▸ What you need to do
Copy the records below in full, keeping each word as it is but omitting the pictures.

▸ Entries provided
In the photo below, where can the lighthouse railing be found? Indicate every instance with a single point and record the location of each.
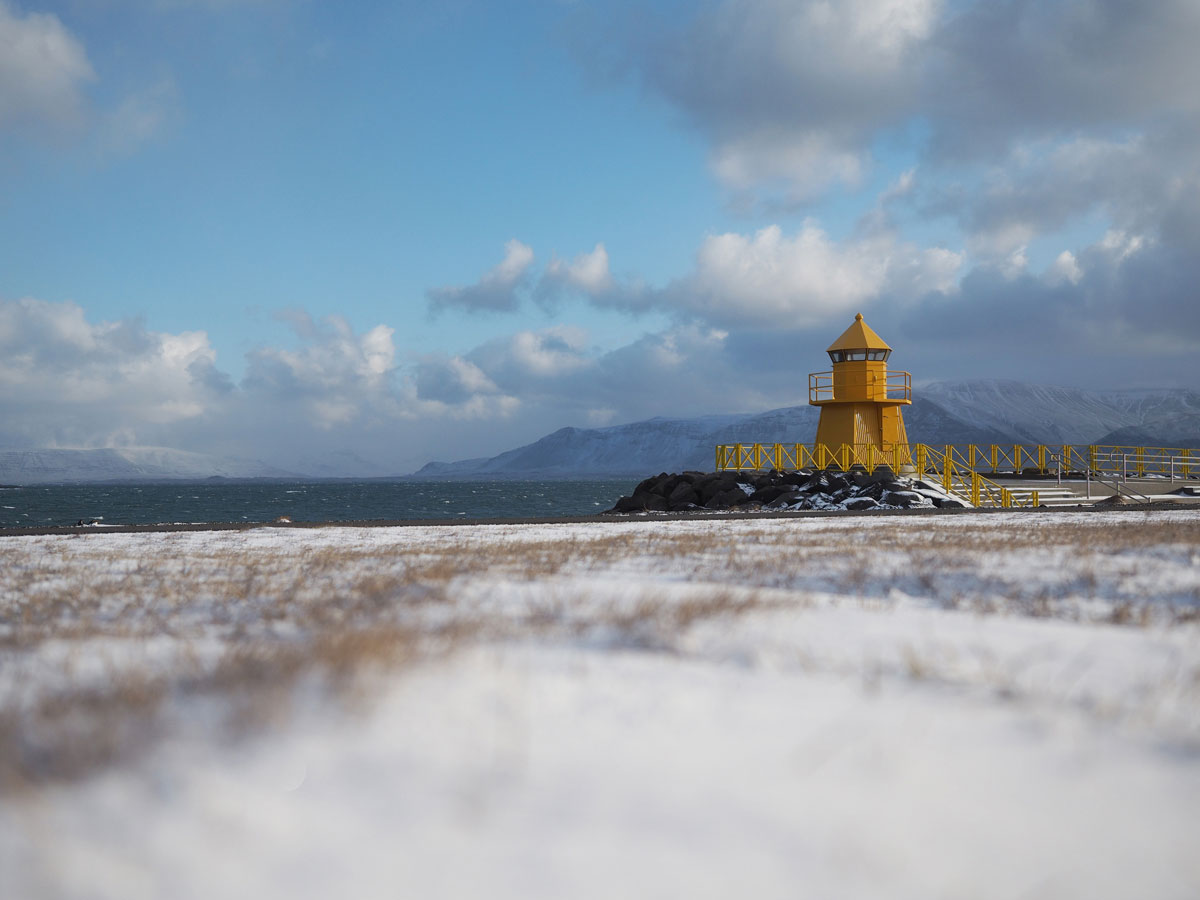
(1125, 462)
(897, 385)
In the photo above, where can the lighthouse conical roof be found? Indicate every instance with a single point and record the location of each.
(859, 337)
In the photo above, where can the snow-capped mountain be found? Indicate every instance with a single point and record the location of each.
(945, 413)
(1045, 414)
(130, 463)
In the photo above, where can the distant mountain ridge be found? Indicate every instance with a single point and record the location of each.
(133, 463)
(977, 412)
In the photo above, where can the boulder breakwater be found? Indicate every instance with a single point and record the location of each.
(804, 490)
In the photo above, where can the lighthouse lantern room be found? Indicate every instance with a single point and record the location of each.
(859, 399)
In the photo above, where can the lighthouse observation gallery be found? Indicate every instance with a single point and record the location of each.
(861, 400)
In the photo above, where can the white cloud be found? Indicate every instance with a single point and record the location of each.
(1065, 269)
(791, 282)
(497, 291)
(42, 71)
(72, 383)
(336, 376)
(587, 271)
(138, 118)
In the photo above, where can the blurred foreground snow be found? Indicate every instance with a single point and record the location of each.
(918, 707)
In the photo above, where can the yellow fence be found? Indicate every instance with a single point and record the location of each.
(954, 475)
(991, 459)
(1102, 460)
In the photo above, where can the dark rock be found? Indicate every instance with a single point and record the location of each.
(861, 503)
(785, 499)
(725, 499)
(664, 486)
(720, 484)
(796, 478)
(647, 485)
(948, 503)
(683, 493)
(874, 491)
(768, 493)
(653, 502)
(904, 499)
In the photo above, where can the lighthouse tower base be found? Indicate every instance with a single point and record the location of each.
(858, 424)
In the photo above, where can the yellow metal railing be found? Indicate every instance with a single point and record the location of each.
(996, 459)
(961, 467)
(955, 477)
(895, 384)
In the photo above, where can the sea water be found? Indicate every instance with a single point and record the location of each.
(41, 505)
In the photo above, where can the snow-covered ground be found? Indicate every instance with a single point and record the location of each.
(985, 706)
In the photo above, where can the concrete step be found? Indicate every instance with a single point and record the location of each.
(1053, 496)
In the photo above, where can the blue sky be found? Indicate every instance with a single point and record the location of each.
(283, 228)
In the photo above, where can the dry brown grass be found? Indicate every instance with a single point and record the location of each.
(241, 627)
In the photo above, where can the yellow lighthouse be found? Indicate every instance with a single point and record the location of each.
(859, 399)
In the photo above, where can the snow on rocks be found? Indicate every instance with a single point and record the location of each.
(804, 490)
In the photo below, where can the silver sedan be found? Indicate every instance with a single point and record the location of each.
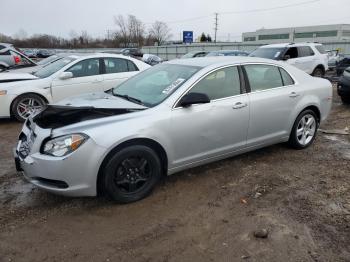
(169, 118)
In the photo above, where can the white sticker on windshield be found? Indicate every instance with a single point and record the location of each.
(175, 84)
(277, 54)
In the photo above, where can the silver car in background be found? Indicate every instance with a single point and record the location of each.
(10, 57)
(169, 118)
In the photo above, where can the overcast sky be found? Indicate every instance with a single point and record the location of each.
(60, 17)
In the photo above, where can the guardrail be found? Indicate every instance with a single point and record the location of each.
(175, 51)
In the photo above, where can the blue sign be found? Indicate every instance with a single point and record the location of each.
(187, 36)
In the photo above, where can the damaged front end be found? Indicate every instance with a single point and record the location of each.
(55, 116)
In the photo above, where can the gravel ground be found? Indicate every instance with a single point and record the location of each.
(210, 213)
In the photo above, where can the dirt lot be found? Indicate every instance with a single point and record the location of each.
(205, 214)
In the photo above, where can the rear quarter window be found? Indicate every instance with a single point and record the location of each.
(287, 79)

▸ Expected answer
In the photo below, where can the lighthouse railing be found? Indicate every instance with a single point and record the location of each.
(1125, 462)
(897, 385)
In the photo above, where can the lighthouse conical roof be found? Indicate every instance with a single point and record the location of each.
(859, 337)
In the photo above, where can the snow-capped mountain be found? Indicate every instance with a single point and record the location of each.
(945, 413)
(1045, 414)
(130, 463)
In the photo above, where can the distant mountain ridge be found? Indicate every instance with a single point and record the location of each.
(133, 463)
(977, 412)
In the photo above, where can the boulder breakwater be found? Indicate every instance with a single point and record the location of each.
(804, 490)
In the photo above, where can the lighthouse lantern room be found? Indicate every instance with a single point and record the location of each.
(859, 399)
In the photo above, where can the lighthouse observation gallery be found? Indicate every instance with a single point and record the location of each.
(861, 400)
In the photo above, where can the white cloud be found? Indicate every instance with a single point and record the location of each.
(1065, 269)
(791, 282)
(497, 291)
(42, 71)
(72, 383)
(336, 376)
(587, 271)
(138, 118)
In the photo above, where can the blurred foreground snow be found? Indicate every instance with a single point and record the location of each.
(918, 707)
In the photo above, where can the yellow fence be found? Indicate every instance with a single point and record the location of each.
(954, 475)
(991, 459)
(1102, 460)
In the photo above, where can the dark rock be found? Indicate every instance with a single point and record the location of each.
(861, 503)
(785, 499)
(725, 499)
(664, 486)
(720, 484)
(796, 478)
(647, 485)
(948, 503)
(683, 493)
(874, 491)
(768, 493)
(653, 502)
(904, 499)
In the photo above, where can the lighthouse tower base be found? Indicate every instance with a single point and record the location of each.
(858, 424)
In the photo above, where can the yellow metal railing be found? Indicate every instance with a single point and record the location of each.
(996, 459)
(961, 467)
(955, 477)
(895, 384)
In the photo above, where can the sea water be found? Indicate every instance with a single point and record the location of each.
(41, 505)
In the photo above, where can the snow-covered ground be found? Indicate every instance with a single point and record the location of each.
(985, 706)
In the photo above, where can the concrete step be found? Indicate every instance with a single point and record the location of each.
(1053, 496)
In the photo above, where can the blue sky be found? Indicate every instance with a single point and record the location of each.
(283, 228)
In the photo above, where can the dry brown grass be found? Indicate every instance with a single point and record the location of each.
(241, 627)
In the photo above, where can the yellow lighthouse be found? Indicate every instance with a single point and record the location of each.
(859, 399)
In the photo above, where can the snow on rocks be found? Indicate every instance with a single point and record the location of each.
(804, 490)
In the photo below, where can the silver sedan be found? Indicate every instance with a single point and record the location of each.
(169, 118)
In the photo above, where can the white sticker on windshield be found? Indicate every instance with a single point and record the location of each.
(175, 84)
(277, 54)
In the photo above, where can the silver car in background be found? Indicate every instance with a single point and record the location of each.
(10, 57)
(169, 118)
In the photo above, where can the overcast sky be found? Indicate every instance with a single point and record the location of each.
(60, 17)
In the photo above, where can the guardrail be found? Indicate every instance with a single point and record the location of each.
(175, 51)
In the photo above, where can the blue sign be found? Indicate every instance with a single point and record the location of each.
(187, 36)
In the photo above, where can the damaged front end be found? Indicate every instance with a single point and record the location of each.
(55, 116)
In the photo above, where can the gravel ground be found? Indicate every instance with a single point and record the location of each.
(210, 213)
In the photo above, where can the dirt lot be found? Indicate every instance with a single point and record the location of each.
(205, 214)
In the photo above, where can the rear quarter window be found? Indicate every instance with a single point and record the location of each.
(287, 79)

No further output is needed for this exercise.